• **演習課題**
a) 鉄道用表示器の文章のうち、「前記透明導電膜の温度が所定の」から「で低減できない場合があった。」までを一字も変えずに書き写すこと。
b) 鉄道用表示器の文章によれば、透明導電膜を所定温度まで発熱させるための電力は何に比例するか。
c) 鉄道用表示器の文章を、最後の文の後から続けて書いてください。

• **本文**
★ ★ ★ ★ ★
【課題】透明導電膜が形成された透明板を有するカバーによって表示部が覆われた中継信号機や線路表示器等の大型の鉄道用表示器において、電源設備の増強を行うことなく、着雪による表示部の視認性低下を防ぐ。
【解決手段】鉄道用表示器1の表示部2aは、所定間隔を空けて二次元的に広がるように配列された複数のランプ22a〜22gによって構成され、透明導電膜35a〜35cは、透明板34における、複数のランプ22a〜22gのうち直線状に並ぶ第1ランプ群22b,22dの前方部位と、第1ランプ群22b,22dと隣り合いつつ当該第1ランプ群22b,22dと平行に並ぶ第2ランプ群22f、22a,22gの前方部位とに、各ランプ群のランプ22b,22dが並ぶ方向に延びる帯状となるよう設けられている。
前記透明導電膜の温度が所定の上限温度を超えた場合に、当該透明導電膜への通電を遮断するサーモスタットを備えることを特徴とする請求項1から4のいずれか一項に記載の鉄道用表示器。
【発明の概要】
【発明が解決しようとする課題】
【0004】
特許文献1に記載された従来の表示器用カバーは、透明板の内側面全体に透明発熱体が形成されていた。特許文献1に記載されているのは、閉塞信号機のような比較的小型の信号機に用いるものであったが、中継信号機、線路表示器、入換信号機等の大型の表示器に用いようとすると、表示器用カバーおよび形成する透明導電膜が大型化してしまう。透明導電膜を所定温度となるまで発熱させるための電力は透明導電膜の面積に比例するので、表示器用カバーの大型化は、消費電力の増大につながってしまう。このため、設置の際に電源設備の増強を必要とする等、設置に手間がかかってしまう。
【0005】
大型化した表示器用カバーの消費電力を低減する方法としては、透明導電膜への通電量を下げる、或いは、表示にあまり影響を与えない透明板の周縁部に透明導電膜を形成しないようにする(透明導電膜を一回り小さくする)、といったものが考えられる。しかし、通電量を下げた場合、発熱量が低下するので、付着した雪を十分に融かすことができないおそれがある。一方、透明板の周縁部に透明導電膜を形成しない方法では、表示器の種類(ランプ等の配置)によっては、透明導電膜をどうしても周縁部まで形成しなければならず、その結果、透明導電膜の削減面積が小さくなってしまい、消費電力を電源設備の補強が不要となる程度にまで低減できない場合があった。
【0006】
本発明は、上記のような課題を解決するためになされたもので、透明導電膜が形成された透明板を有するカバーによって表示部が覆われた中継信号機や線路表示器等の大型の鉄道用表示器において、電源設備の増強を行うことなく、着雪による表示部の視認性低下を防ぐことを目的とする。
★ ★ ★ ★ ★
• **提供資料**
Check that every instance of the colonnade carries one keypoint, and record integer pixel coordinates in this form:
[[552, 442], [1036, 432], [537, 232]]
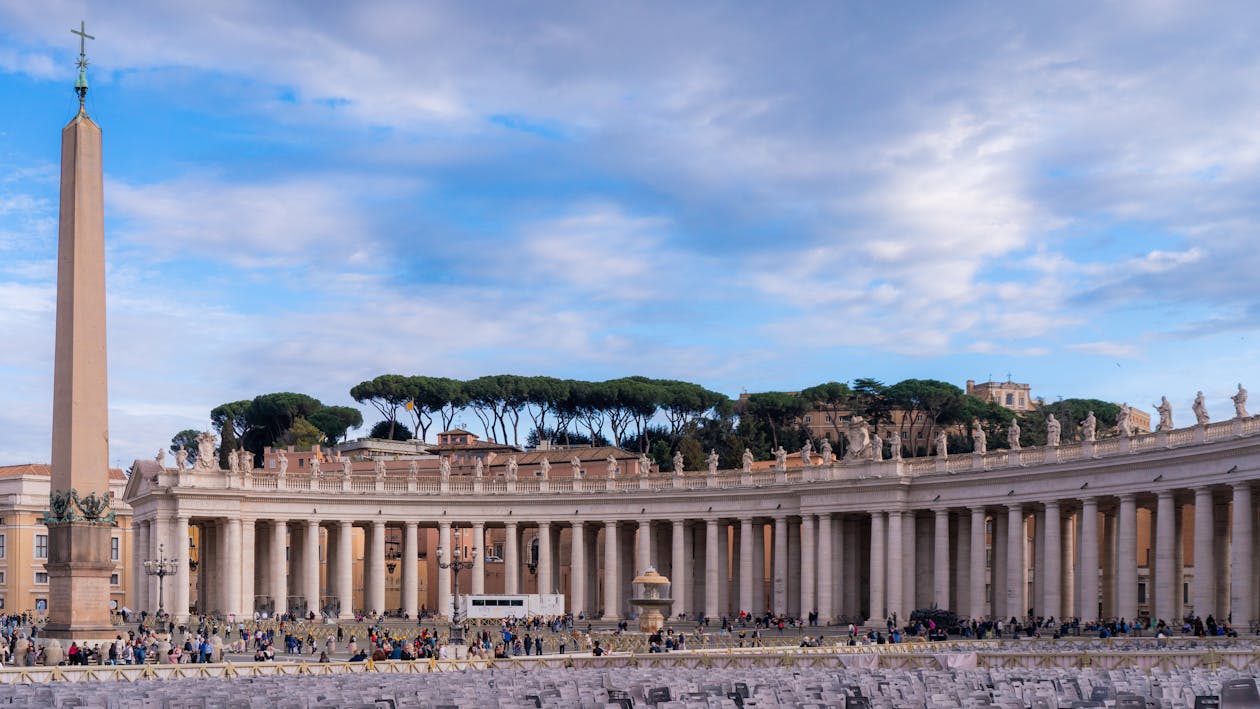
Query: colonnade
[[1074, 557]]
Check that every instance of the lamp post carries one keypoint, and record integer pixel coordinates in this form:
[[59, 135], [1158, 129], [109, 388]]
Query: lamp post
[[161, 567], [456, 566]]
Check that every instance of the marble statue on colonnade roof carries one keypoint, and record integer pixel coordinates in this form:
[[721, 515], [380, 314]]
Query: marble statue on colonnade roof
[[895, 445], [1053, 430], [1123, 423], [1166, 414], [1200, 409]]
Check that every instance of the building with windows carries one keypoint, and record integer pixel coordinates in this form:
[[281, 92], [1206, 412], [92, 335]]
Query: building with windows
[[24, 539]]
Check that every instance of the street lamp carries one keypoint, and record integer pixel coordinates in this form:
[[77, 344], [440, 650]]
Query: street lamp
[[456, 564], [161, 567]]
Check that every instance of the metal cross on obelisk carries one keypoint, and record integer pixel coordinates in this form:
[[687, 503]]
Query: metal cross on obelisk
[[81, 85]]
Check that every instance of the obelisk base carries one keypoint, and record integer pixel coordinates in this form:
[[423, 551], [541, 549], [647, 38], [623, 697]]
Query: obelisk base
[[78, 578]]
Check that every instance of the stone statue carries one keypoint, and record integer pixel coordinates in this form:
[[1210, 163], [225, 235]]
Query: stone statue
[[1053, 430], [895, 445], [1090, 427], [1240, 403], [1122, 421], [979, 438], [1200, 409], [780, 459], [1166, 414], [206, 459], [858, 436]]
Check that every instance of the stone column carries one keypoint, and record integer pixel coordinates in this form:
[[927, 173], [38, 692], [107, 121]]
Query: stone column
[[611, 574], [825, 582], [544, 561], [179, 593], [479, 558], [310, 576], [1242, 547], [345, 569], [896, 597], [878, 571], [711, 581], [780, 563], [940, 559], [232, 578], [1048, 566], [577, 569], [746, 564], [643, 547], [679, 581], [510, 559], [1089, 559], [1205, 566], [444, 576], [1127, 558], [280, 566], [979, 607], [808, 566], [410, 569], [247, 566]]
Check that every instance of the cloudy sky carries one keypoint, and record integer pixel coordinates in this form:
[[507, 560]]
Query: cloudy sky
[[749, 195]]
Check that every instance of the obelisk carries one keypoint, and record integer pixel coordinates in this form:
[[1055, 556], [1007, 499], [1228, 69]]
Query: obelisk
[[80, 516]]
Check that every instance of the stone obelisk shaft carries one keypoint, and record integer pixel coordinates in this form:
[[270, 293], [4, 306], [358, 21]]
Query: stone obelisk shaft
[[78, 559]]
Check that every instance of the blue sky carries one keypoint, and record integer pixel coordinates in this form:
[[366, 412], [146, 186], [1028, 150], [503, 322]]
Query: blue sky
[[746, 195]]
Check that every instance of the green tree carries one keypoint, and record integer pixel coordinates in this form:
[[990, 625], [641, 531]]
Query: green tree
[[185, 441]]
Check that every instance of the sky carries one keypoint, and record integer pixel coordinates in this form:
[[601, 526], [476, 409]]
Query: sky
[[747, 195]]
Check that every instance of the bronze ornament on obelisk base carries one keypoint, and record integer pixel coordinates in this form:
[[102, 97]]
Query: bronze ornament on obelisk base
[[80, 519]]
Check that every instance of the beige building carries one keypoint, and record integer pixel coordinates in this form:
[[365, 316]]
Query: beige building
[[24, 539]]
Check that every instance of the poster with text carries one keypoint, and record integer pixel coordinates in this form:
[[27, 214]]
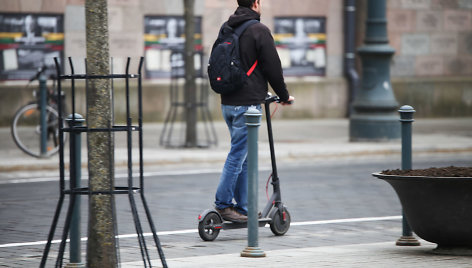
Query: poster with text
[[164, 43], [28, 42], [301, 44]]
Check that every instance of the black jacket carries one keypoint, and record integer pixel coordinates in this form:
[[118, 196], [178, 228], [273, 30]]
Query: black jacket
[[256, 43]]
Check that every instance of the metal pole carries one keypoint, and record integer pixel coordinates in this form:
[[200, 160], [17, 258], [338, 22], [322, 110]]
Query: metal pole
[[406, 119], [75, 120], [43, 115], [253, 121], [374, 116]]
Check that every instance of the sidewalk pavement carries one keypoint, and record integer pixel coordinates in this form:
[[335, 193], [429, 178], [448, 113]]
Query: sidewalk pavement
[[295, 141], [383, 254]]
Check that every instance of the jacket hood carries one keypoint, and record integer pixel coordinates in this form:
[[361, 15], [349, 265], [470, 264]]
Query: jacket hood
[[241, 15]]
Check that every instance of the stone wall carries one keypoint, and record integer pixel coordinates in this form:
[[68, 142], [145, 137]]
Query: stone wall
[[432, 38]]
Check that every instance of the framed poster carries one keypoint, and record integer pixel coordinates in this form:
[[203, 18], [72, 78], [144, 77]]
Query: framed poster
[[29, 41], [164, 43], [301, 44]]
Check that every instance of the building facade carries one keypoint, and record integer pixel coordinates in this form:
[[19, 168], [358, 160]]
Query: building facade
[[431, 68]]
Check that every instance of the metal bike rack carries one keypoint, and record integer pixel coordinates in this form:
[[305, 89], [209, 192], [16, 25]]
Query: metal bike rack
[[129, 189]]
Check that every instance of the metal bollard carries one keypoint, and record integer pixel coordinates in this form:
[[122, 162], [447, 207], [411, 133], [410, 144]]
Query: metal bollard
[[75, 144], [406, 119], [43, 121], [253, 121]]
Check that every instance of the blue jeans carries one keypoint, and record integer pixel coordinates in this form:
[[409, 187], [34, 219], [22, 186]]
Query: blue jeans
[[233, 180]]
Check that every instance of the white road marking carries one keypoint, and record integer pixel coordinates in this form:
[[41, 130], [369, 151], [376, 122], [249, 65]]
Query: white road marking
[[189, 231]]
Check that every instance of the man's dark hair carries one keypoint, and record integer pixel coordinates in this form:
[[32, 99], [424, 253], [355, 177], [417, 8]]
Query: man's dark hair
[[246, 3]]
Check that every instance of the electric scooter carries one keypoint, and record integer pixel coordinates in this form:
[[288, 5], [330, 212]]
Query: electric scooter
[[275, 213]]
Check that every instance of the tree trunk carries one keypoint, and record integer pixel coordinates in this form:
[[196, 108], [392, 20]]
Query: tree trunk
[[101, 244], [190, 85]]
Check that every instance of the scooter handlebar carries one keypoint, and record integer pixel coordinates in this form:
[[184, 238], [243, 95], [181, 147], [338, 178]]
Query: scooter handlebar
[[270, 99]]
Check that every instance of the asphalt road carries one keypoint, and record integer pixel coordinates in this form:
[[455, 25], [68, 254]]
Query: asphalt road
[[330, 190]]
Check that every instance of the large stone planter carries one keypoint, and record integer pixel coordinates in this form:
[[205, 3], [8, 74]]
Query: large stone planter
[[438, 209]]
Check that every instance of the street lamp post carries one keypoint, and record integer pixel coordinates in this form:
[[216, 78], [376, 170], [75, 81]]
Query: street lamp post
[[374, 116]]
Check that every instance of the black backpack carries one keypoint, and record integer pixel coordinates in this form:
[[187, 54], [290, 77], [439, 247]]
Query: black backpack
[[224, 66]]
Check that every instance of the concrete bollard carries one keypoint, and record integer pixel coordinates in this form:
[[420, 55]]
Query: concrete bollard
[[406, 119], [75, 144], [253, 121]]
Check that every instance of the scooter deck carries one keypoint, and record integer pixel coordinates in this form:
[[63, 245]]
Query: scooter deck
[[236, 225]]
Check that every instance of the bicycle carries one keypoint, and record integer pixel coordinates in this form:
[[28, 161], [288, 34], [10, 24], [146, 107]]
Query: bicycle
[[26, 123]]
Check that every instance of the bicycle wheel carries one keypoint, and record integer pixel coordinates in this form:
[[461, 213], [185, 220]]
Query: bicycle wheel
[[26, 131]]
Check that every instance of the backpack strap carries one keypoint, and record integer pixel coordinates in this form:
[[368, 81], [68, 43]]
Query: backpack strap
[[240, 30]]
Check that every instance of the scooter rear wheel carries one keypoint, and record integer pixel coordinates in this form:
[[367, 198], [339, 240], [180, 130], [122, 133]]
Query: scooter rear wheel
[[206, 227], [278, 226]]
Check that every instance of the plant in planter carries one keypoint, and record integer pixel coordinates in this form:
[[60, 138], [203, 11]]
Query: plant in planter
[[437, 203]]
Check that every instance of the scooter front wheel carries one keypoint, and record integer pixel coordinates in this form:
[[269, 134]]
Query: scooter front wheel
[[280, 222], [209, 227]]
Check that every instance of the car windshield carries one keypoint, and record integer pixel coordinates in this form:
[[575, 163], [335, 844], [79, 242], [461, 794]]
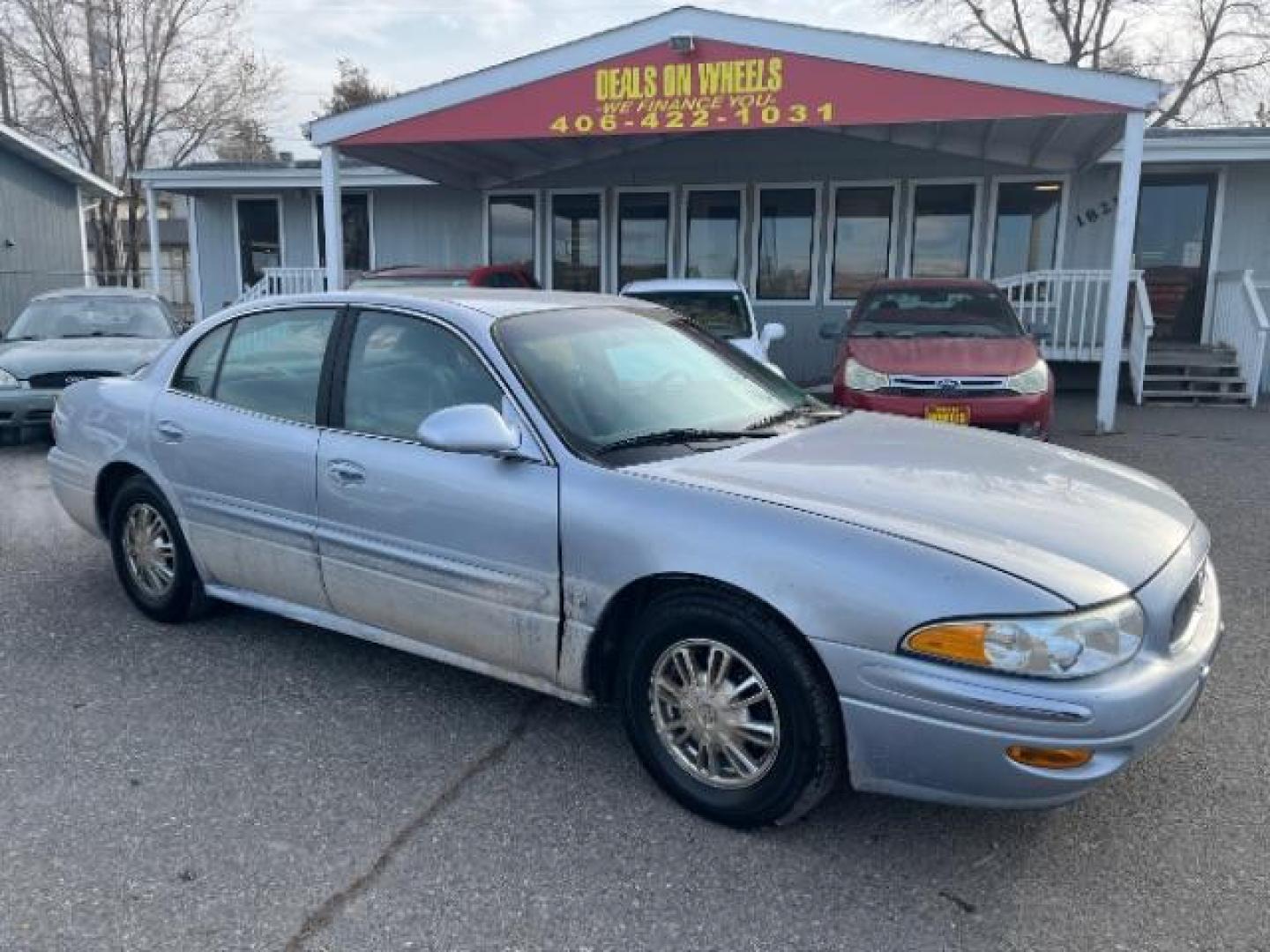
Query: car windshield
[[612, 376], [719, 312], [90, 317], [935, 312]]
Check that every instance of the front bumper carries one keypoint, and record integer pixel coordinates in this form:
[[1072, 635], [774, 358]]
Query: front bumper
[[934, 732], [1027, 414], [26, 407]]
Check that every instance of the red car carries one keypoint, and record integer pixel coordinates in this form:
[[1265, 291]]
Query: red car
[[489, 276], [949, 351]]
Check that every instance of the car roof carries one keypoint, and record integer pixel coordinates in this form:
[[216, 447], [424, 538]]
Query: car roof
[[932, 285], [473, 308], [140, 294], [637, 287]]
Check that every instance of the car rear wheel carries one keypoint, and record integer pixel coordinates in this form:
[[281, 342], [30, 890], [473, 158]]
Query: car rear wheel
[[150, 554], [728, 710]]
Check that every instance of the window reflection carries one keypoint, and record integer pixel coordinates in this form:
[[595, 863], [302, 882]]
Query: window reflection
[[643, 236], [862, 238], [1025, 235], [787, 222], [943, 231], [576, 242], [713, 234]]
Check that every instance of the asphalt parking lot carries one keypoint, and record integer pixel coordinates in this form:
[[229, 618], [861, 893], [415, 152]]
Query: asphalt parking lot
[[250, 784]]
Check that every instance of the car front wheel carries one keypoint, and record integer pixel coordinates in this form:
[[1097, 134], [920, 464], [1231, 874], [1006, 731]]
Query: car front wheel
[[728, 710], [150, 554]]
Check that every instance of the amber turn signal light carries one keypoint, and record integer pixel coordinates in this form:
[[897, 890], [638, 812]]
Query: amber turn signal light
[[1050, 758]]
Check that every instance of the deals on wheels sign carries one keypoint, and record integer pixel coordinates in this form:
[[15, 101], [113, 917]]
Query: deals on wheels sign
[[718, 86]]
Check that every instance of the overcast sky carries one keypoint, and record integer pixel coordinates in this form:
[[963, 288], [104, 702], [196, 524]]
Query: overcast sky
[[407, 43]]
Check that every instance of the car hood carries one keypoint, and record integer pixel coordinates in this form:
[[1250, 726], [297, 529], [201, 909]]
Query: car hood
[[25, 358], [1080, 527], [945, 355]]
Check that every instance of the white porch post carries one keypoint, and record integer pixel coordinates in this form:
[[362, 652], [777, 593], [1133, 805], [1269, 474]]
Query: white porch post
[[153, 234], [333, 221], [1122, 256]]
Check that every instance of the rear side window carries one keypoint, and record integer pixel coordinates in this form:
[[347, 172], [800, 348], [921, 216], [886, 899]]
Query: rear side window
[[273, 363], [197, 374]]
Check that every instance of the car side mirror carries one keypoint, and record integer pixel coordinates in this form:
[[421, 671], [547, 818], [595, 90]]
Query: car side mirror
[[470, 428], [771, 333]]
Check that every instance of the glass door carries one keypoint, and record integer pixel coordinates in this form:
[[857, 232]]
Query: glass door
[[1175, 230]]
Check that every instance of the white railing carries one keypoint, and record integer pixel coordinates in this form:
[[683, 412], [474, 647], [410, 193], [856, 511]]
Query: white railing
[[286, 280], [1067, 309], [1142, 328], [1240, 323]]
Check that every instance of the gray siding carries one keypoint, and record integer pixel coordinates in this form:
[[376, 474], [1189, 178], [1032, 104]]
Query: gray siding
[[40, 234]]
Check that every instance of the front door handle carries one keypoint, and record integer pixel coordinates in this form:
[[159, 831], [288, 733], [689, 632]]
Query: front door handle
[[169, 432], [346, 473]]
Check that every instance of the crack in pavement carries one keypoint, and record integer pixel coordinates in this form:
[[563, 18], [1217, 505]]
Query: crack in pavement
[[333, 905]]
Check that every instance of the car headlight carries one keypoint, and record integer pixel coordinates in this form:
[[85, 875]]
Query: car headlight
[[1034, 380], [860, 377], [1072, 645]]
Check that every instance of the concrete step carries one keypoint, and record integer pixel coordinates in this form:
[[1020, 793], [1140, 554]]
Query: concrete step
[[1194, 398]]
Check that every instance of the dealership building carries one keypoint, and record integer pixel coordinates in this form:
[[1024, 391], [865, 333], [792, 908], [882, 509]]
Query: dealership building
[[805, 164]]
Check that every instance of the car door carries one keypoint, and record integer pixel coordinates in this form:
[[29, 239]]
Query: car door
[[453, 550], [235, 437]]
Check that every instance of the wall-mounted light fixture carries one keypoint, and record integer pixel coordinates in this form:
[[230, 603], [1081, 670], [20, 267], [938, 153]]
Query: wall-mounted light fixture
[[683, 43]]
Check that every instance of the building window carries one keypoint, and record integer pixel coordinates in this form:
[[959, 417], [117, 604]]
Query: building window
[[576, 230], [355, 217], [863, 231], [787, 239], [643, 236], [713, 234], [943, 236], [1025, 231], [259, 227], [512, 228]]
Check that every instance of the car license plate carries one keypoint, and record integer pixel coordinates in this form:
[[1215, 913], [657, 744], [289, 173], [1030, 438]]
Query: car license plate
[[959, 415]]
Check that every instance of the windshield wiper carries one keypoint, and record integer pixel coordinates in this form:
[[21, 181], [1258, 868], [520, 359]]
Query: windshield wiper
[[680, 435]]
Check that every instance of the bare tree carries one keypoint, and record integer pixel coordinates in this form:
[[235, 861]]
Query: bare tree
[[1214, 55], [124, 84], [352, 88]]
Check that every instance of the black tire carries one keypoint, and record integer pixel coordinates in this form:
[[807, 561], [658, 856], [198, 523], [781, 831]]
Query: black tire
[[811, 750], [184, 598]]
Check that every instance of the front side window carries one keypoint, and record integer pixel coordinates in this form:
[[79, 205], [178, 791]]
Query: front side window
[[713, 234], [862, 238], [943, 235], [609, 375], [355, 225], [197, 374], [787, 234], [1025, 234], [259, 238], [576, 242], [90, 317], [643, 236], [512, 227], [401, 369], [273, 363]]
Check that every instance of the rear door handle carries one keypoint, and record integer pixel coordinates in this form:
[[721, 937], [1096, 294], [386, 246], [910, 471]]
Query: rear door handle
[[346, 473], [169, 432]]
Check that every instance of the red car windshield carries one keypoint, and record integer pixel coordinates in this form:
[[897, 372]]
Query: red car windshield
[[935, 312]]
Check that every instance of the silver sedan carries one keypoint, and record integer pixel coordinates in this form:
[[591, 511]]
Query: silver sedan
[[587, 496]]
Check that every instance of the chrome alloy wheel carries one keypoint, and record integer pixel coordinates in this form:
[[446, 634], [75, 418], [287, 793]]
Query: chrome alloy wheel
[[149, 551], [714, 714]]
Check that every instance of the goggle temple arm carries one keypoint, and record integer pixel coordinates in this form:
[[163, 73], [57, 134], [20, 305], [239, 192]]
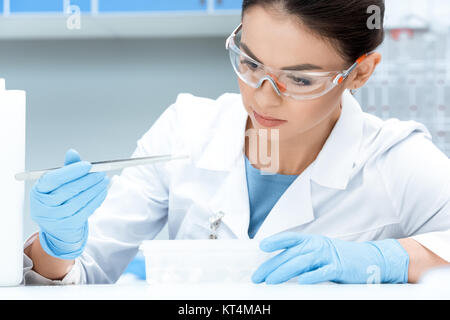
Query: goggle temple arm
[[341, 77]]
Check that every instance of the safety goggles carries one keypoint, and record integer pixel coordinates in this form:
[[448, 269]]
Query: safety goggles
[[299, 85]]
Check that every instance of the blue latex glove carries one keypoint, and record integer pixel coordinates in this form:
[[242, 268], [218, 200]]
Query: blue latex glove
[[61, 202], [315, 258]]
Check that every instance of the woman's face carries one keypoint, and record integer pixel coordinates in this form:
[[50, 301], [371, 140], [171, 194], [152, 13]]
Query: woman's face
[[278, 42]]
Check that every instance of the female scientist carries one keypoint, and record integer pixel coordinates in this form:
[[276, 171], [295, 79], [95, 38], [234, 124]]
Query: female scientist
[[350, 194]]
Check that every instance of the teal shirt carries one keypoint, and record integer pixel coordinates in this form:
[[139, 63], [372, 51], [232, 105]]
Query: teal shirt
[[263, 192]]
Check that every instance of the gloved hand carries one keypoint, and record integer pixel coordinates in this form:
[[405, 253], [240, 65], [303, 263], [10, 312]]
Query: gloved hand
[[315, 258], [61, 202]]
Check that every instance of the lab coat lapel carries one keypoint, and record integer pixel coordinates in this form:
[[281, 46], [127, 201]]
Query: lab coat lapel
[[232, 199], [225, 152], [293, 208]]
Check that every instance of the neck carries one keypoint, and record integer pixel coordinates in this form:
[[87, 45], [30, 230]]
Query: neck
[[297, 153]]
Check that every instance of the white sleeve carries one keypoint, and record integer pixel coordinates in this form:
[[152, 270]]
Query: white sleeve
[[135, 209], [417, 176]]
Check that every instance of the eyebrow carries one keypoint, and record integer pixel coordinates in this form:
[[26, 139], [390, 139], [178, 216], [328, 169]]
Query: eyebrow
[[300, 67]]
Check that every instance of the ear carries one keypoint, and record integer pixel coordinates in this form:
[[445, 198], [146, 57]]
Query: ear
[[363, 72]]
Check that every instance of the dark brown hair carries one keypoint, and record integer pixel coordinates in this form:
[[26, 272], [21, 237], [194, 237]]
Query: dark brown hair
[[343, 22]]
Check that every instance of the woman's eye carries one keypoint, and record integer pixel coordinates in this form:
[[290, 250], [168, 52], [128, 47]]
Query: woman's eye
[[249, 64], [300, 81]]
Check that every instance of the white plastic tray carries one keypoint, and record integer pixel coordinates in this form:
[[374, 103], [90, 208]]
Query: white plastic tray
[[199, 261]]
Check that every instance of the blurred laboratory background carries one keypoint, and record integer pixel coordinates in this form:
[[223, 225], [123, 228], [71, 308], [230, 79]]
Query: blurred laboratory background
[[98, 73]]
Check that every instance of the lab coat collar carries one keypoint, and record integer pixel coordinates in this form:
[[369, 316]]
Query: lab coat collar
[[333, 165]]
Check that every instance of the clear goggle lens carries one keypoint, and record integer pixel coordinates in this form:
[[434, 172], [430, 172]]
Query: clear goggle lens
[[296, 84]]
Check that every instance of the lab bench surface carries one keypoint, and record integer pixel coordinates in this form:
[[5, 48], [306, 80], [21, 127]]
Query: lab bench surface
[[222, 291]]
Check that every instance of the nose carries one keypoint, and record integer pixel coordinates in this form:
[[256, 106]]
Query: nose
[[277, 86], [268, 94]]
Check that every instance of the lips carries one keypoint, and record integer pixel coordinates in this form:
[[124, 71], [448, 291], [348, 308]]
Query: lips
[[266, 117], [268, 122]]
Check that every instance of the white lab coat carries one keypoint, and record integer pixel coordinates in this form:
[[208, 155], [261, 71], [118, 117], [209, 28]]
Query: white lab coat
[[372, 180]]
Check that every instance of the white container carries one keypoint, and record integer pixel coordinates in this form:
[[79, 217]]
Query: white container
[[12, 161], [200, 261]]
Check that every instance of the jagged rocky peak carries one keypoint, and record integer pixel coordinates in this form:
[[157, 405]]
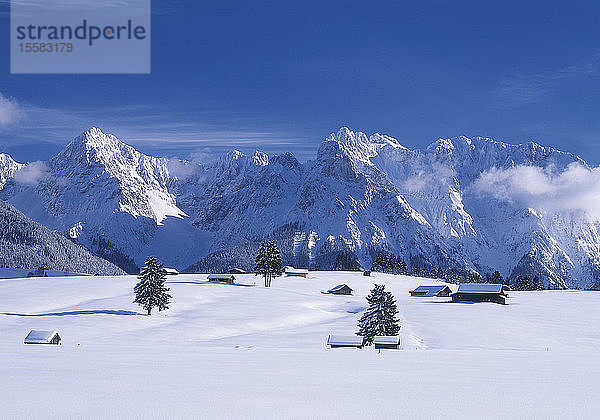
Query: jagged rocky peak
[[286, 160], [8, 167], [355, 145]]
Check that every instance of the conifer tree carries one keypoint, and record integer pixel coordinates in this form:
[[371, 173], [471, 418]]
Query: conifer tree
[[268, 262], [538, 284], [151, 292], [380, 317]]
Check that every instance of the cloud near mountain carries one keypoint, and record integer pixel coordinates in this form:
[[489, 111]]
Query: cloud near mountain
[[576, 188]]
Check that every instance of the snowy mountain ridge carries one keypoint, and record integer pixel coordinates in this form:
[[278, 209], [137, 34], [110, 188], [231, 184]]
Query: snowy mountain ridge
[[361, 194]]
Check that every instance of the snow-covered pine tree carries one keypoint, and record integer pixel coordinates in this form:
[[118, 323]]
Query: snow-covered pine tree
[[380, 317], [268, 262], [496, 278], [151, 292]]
★ ★ ★ ★ ★
• **解答**
a)
前記透明導電膜の温度が所定の上限温度を超えた場合に、当該透明導電膜への通電を遮断するサーモスタットを備えることを特徴とする請求項1から4のいずれか一項に記載の鉄道用表示器。
【発明の概要】
【発明が解決しようとする課題】
【0004】
特許文献1に記載された従来の表示器用カバーは、透明板の内側面全体に透明発熱体が形成されていた。特許文献1に記載されているのは、閉塞信号機のような比較的小型の信号機に用いるものであったが、中継信号機、線路表示器、入換信号機等の大型の表示器に用いようとすると、表示器用カバーおよび形成する透明導電膜が大型化してしまう。透明導電膜を所定温度となるまで発熱させるための電力は透明導電膜の面積に比例するので、表示器用カバーの大型化は、消費電力の増大につながってしまう。このため、設置の際に電源設備の増強を必要とする等、設置に手間がかかってしまう。
【0005】
大型化した表示器用カバーの消費電力を低減する方法としては、透明導電膜への通電量を下げる、或いは、表示にあまり影響を与えない透明板の周縁部に透明導電膜を形成しないようにする(透明導電膜を一回り小さくする)、といったものが考えられる。しかし、通電量を下げた場合、発熱量が低下するので、付着した雪を十分に融かすことができないおそれがある。一方、透明板の周縁部に透明導電膜を形成しない方法では、表示器の種類(ランプ等の配置)によっては、透明導電膜をどうしても周縁部まで形成しなければならず、その結果、透明導電膜の削減面積が小さくなってしまい、消費電力を電源設備の補強が不要となる程度にまで低減できない場合があった。

b) 透明導電膜の面積に比例する。

c)
【課題を解決するための手段】
【0007】
本発明は、前面に表示部を有する表示器本体と、前記表示部を覆う透明板および前記透明板の表面に設けられ外部電源からの電力の供給を受けて発熱する透明導電膜を有するカバーと、を備えた鉄道用表示器であって、前記表示部は、所定間隔を空けて二次元的に広がるように配列された複数のランプによって構成され、前記透明導電膜は、前記透明板における、前記複数のランプのうち直線状に並ぶ第1ランプ群の前方部位と、前記第1ランプ群と隣り合いつつ当該第1ランプ群と平行に並ぶ第2ランプ群の前方部位とに、各ランプ群の前記ランプが並ぶ方向に延びる帯状となるよう設けられていることを特徴とする。
【0008】
本発明によれば、透明板における、背後に透明導電膜が形成されない部位が、透明板の周縁部だけでなく、中央部(ランプ同士の間の前方)にも形成されるので、透明板全体に透明導電膜を形成したカバーと比べて消費電力が低くなることは勿論、透明板の周縁部に透明導電膜を形成しないカバーと比べても、消費電力を低減することができる。一方、透明板におけるランプの前方には透明導電膜が形成されており、付着した雪が融かされるので、ランプによる表示の視認性は確保される。このため、電源設備を増強することなく、着雪による表示部の視認性低下を防ぐことができる。
【0009】
なお、上記発明において、隣り合う前記透明導電膜の間の間隙の幅は、前記透明導電膜の短手方向の長さの3分の1程度となっているものとしてもよい。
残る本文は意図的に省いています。